━━ SOURCE
To answer the second part of our question we will be using data from the matches dataset. We will group the table by country and summarize using the sum of the new goal_differential column to be the dataframe we use in our analysis. The visualization will be a scatterplot depicting countries based on aggregate goal differential and use size and color of each point to track each nation’s goal differential in each World Cup with the new goal differential variable on the x-axis and the winning percentage on the y-axis. This visualization will give us a sense of how strong or weak the correlation is between a team’s winning percentage and their goal differential while also being able to gauge how that has varied between countries.
━━━━
━━ RECORDS SUPPLIED
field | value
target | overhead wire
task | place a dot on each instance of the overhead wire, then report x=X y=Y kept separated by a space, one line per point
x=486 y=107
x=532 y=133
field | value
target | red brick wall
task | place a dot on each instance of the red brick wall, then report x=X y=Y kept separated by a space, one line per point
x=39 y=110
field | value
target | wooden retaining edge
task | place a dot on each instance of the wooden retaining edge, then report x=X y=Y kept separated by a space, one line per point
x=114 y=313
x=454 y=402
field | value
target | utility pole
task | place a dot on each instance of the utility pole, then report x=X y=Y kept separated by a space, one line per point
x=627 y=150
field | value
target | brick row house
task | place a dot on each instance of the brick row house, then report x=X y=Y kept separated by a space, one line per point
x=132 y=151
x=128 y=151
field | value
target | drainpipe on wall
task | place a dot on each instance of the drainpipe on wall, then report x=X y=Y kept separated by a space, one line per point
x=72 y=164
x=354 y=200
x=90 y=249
━━━━
(STATED TASK A):
Repeat the stretch of the World Cup analysis passage from "To answer the" through "varied between countries.".
(STATED TASK B):
For each statement below, say whether the World Cup analysis passage agrees with it, and back each yes or no with the passage's exact deciding words. (i) The table will be grouped by country. (ii) Winning percentage will be plotted on the x-axis. (iii) The analysis will draw on the matches dataset.

(RIGHT ANSWER A):
To answer the second part of our question we will be using data from the matches dataset. We will group the table by country and summarize using the sum of the new goal_differential column to be the dataframe we use in our analysis. The visualization will be a scatterplot depicting countries based on aggregate goal differential and use size and color of each point to track each nation’s goal differential in each World Cup with the new goal differential variable on the x-axis and the winning percentage on the y-axis. This visualization will give us a sense of how strong or weak the correlation is between a team’s winning percentage and their goal differential while also being able to gauge how that has varied between countries.

(RIGHT ANSWER B):
(i) Yes: "We will group the table by country."
(ii) No: "the new goal differential variable on the x-axis and the winning percentage on the y-axis."
(iii) Yes: "we will be using data from the matches dataset."